**Task goal**
Repeat the data exactly, with every line included.

⟨

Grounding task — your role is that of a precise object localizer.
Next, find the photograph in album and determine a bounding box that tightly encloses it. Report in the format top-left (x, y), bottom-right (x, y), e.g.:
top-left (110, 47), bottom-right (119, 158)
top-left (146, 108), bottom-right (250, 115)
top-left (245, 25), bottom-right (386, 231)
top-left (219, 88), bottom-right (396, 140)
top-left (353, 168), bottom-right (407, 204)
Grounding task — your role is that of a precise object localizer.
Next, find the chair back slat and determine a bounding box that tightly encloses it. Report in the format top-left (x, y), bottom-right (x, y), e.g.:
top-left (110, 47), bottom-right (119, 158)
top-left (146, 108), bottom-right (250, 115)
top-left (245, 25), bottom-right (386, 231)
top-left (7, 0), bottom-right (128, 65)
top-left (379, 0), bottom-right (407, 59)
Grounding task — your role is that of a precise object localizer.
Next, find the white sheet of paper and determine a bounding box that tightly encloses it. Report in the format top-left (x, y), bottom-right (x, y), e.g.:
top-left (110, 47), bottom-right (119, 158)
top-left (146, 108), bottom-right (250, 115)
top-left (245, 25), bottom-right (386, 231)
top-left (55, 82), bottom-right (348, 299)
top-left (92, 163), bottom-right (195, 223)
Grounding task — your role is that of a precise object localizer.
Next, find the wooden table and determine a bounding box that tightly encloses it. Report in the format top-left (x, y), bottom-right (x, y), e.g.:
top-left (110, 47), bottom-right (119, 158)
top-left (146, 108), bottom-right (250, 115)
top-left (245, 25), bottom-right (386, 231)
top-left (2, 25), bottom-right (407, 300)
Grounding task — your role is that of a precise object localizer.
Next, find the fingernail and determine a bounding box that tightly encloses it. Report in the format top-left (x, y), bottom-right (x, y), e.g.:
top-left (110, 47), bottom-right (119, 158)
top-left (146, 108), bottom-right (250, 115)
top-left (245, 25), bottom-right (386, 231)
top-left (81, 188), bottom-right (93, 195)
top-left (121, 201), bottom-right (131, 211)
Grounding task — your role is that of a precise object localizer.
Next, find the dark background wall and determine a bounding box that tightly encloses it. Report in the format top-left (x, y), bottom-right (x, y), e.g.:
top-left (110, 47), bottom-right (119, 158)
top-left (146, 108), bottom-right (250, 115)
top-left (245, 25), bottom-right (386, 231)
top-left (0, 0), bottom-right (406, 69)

⟩

**Output of the task**
Grounding task — your role is that of a precise object localizer.
Next, find the photograph in album and determine a bounding box that tightly encloses it. Report in the format top-left (x, y), bottom-right (x, y), e.g.:
top-left (110, 47), bottom-right (119, 158)
top-left (146, 108), bottom-right (250, 115)
top-left (245, 25), bottom-right (386, 231)
top-left (219, 88), bottom-right (396, 140)
top-left (353, 168), bottom-right (407, 204)
Grounding task — your role is that of a precise object localizer.
Next, find the chair back slat and determine a bounding box that tightly encloses it. Report in the format top-left (x, y), bottom-right (x, y), e.g.:
top-left (110, 47), bottom-right (119, 158)
top-left (146, 108), bottom-right (250, 115)
top-left (245, 25), bottom-right (386, 231)
top-left (7, 0), bottom-right (128, 65)
top-left (379, 0), bottom-right (407, 59)
Grounding task — your role is that of a precise object localizer.
Next, find the white sheet of paper and determine a bounding box that tightly encloses it. Report in the format top-left (x, y), bottom-right (x, y), e.g.:
top-left (110, 47), bottom-right (119, 158)
top-left (146, 108), bottom-right (250, 115)
top-left (245, 25), bottom-right (386, 231)
top-left (55, 82), bottom-right (348, 299)
top-left (92, 163), bottom-right (195, 223)
Grounding task — your role is that of a precise object localizer.
Next, find the wooden table and determine a bounding box that tightly encloses it. Report in the format top-left (x, y), bottom-right (x, y), e.g.:
top-left (110, 47), bottom-right (119, 158)
top-left (146, 108), bottom-right (250, 115)
top-left (245, 25), bottom-right (386, 231)
top-left (2, 25), bottom-right (407, 300)
Grounding task — your role is that of a precise object localizer.
Next, find the fingernail and determine a bounding box that tightly encloses it. Report in the format top-left (x, y), bottom-right (x, y), e.g.:
top-left (110, 47), bottom-right (119, 158)
top-left (146, 108), bottom-right (250, 115)
top-left (245, 25), bottom-right (386, 231)
top-left (81, 188), bottom-right (93, 195)
top-left (121, 201), bottom-right (131, 211)
Grounding task — your role is that of a precise object localizer.
Next, find the dark background wall and determine a bounding box that tightly encloses it. Report in the format top-left (x, y), bottom-right (x, y), e.g.:
top-left (110, 47), bottom-right (119, 158)
top-left (146, 108), bottom-right (250, 115)
top-left (245, 25), bottom-right (386, 231)
top-left (0, 0), bottom-right (406, 69)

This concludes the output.